[SOURCE TEXT — start]
“is the pain a normal pain?” “does it feel normal?” “are you sure?”
These are all questions I ask Clara pretty much all day everyday. I have no clue how she puts up with me. Trust me I annoy myself.
The thing is I suffer with OCD on moderate/severe level. I coped very well once we discovered we were pregnant, but once we had our scare it all changed. My anxiety level raised and I became hyper sensitive to every time Clara winced or mentioned a cramping feeling.
I found myself googling every symptom, which anyone who has ever googled a symptom will know it’s the worst thing to do. It’s not that I want to wrap her in cotton wool, far from it. It’s just the feeling of complete helplessness.
I would love to be able to endure every pain my wife goes through instead of her. I’m sure anyone who loves someone with all their heart would want to take the pain instead of seeing them in pain, you don’t need OCD to feel like this. But OCD makes it 1000 times worse.
I am learning to bite my tongue. Now when I hear Clara mention a pain (which the majority of the time proves to be round ligament pain, I know this as I googled it 😉 ) I think to myself, if it’s really severe she will say so.
I have no clue what I will be like once she is going through labour pains. All I know is I will be there wishing I could take them from her.
I don’t think OCD is going to make me one of those parents who makes their kid live in a bubble or doesn’t allow friends round unless they are showered first. I just think it’s going to make me a caring and thoughtful parent.
[SOURCE TEXT — finish]
> [EXPLORE THE MATERIAL]
**A)** In the text about OCD during pregnancy, what does Clara's pain turn out to be most of the time?
**B)** From the text about OCD during pregnancy, copy out the passage starting with "I found myself" and going on through "will say so.".
[RECORD SET — start]
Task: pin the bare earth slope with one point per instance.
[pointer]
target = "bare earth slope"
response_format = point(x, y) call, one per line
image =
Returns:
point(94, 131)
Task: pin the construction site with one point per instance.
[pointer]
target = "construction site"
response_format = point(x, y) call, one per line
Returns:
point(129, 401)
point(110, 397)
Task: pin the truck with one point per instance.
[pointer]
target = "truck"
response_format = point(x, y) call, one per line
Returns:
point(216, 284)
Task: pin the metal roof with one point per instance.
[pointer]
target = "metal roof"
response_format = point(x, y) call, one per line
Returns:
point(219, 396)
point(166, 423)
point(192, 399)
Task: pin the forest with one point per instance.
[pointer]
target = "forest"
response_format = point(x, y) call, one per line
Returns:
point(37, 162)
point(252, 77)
[RECORD SET — finish]
> [SOLVED TASKS]
**A)** Round ligament pain.

**B)**
I found myself googling every symptom, which anyone who has ever googled a symptom will know it’s the worst thing to do. It’s not that I want to wrap her in cotton wool, far from it. It’s just the feeling of complete helplessness.
I would love to be able to endure every pain my wife goes through instead of her. I’m sure anyone who loves someone with all their heart would want to take the pain instead of seeing them in pain, you don’t need OCD to feel like this. But OCD makes it 1000 times worse.
I am learning to bite my tongue. Now when I hear Clara mention a pain (which the majority of the time proves to be round ligament pain, I know this as I googled it 😉 ) I think to myself, if it’s really severe she will say so.